Problem: Within these records, how many lines hold "station"? Give the number alone.

----

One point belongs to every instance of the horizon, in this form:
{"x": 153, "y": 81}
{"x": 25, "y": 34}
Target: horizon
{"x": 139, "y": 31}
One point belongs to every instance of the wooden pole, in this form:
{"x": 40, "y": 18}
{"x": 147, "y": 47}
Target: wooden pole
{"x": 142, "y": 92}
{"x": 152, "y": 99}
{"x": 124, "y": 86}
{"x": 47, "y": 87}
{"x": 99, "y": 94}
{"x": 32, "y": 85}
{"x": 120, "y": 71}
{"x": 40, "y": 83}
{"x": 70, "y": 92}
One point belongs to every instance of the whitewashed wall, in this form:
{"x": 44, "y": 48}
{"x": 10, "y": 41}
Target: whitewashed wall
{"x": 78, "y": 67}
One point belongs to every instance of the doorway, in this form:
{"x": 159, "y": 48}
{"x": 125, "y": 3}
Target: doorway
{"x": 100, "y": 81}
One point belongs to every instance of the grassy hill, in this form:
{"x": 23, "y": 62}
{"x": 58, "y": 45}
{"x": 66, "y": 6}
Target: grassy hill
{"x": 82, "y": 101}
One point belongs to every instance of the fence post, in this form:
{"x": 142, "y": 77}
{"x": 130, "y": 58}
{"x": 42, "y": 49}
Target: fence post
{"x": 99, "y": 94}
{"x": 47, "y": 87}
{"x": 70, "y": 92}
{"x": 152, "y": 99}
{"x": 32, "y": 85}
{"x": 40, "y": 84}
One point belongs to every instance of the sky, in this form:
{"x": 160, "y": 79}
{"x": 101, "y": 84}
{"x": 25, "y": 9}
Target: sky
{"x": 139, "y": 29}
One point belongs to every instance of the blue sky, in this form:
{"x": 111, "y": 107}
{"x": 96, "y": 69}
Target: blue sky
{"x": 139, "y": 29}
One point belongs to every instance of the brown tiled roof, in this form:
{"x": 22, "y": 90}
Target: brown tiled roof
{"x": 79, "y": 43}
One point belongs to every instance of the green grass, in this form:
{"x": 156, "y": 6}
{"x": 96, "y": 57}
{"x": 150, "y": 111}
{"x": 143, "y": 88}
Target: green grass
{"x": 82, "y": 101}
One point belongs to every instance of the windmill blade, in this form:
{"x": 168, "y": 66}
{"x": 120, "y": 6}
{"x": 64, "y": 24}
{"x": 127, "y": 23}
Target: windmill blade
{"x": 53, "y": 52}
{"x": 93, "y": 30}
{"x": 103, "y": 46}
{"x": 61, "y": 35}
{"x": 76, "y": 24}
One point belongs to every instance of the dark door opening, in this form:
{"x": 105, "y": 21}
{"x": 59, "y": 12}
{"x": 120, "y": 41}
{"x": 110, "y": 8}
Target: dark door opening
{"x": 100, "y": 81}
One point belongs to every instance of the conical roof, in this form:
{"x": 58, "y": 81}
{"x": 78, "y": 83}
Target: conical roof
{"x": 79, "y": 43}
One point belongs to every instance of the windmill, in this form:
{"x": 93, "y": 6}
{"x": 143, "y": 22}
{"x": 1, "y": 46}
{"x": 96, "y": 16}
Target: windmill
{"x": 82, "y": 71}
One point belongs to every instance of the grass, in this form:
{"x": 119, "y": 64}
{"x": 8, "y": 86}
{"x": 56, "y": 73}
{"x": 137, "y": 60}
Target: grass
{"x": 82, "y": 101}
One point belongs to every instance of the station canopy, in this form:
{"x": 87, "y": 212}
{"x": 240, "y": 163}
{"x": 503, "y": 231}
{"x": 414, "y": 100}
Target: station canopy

----

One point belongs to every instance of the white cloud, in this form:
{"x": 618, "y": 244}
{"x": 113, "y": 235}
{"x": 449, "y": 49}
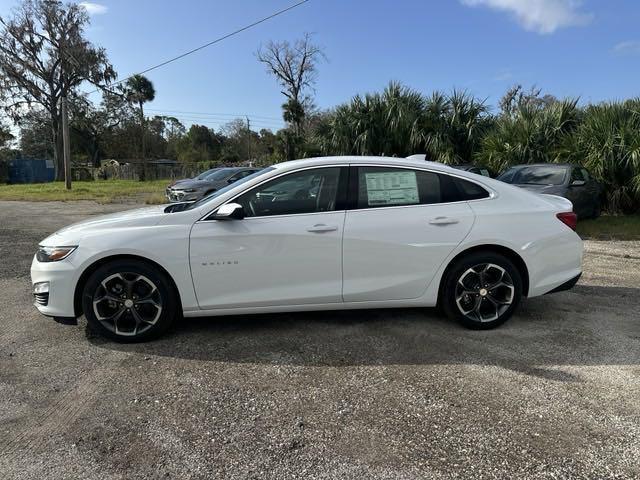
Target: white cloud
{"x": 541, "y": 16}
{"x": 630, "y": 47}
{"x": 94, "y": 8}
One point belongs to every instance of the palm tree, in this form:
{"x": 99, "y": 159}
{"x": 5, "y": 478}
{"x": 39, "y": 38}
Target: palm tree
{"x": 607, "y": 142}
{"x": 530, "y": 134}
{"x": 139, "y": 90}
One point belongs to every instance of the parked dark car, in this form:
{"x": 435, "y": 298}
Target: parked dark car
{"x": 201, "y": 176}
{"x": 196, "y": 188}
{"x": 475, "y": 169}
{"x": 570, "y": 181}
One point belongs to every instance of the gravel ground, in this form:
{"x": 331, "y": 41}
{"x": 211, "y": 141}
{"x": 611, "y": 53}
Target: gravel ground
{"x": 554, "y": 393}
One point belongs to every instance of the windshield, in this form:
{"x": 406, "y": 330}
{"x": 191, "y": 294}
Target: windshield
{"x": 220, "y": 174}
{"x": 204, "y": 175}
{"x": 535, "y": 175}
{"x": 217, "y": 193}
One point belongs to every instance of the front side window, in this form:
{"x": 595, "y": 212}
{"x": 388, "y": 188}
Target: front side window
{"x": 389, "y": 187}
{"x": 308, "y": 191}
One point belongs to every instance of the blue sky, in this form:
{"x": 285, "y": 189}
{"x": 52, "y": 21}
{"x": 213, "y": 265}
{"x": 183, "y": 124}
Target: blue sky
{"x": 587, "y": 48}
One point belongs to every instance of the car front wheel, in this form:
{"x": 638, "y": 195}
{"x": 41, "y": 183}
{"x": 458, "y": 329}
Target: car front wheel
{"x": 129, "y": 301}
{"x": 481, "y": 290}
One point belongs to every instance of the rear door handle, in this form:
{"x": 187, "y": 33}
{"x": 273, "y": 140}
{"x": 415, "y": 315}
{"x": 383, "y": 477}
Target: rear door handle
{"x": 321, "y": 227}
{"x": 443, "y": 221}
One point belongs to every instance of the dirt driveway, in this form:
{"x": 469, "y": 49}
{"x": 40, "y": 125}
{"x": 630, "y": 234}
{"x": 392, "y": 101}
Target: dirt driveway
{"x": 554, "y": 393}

----

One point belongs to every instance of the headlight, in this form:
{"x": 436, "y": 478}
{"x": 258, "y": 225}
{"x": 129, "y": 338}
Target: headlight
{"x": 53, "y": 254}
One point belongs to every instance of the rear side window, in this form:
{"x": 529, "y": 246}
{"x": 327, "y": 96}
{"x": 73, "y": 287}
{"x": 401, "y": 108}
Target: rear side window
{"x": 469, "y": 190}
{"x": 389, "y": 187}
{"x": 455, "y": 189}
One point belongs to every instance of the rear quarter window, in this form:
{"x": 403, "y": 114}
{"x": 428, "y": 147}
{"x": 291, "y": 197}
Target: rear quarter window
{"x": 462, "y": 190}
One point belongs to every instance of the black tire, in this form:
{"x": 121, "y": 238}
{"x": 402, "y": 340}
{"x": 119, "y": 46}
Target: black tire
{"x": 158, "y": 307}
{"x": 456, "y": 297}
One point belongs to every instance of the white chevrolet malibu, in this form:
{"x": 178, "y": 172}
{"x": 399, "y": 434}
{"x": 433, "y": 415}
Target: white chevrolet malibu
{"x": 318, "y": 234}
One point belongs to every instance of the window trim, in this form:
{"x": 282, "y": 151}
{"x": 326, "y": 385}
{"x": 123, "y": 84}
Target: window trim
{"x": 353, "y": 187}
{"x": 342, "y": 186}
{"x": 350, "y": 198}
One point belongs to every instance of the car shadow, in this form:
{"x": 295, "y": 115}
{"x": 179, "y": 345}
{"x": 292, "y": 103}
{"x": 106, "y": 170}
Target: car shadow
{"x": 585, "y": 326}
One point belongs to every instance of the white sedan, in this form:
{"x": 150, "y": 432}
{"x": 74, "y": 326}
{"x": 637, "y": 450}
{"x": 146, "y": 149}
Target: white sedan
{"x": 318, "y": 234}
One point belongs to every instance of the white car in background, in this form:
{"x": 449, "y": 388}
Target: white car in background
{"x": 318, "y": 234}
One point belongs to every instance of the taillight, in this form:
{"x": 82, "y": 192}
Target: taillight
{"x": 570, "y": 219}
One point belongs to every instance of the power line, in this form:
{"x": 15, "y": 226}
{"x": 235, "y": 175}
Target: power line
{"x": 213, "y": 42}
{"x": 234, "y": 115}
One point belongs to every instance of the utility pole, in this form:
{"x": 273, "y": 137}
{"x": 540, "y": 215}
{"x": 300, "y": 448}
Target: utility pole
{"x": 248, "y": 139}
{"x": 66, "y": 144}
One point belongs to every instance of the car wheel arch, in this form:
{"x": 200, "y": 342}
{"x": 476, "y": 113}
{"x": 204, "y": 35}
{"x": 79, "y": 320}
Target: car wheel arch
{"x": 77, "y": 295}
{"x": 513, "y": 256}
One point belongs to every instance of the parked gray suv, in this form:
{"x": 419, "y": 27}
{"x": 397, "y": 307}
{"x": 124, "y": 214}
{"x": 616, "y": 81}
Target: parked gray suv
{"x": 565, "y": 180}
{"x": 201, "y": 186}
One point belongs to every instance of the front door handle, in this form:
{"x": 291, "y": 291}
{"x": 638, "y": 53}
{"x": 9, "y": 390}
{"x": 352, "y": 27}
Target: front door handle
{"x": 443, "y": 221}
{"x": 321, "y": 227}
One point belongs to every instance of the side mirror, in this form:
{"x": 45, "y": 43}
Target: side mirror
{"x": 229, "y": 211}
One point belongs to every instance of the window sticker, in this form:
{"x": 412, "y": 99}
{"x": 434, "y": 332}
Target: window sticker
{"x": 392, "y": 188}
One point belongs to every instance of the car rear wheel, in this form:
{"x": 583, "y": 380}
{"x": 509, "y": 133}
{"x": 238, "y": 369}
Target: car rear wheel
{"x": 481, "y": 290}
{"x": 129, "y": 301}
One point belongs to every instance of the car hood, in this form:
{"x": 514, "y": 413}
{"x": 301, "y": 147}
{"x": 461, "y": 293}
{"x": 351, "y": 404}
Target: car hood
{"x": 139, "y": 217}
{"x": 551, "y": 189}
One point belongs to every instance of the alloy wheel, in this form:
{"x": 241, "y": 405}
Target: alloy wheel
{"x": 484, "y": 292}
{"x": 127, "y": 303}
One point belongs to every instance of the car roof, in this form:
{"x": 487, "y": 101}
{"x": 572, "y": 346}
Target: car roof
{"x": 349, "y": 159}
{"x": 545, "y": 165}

----

Output: 2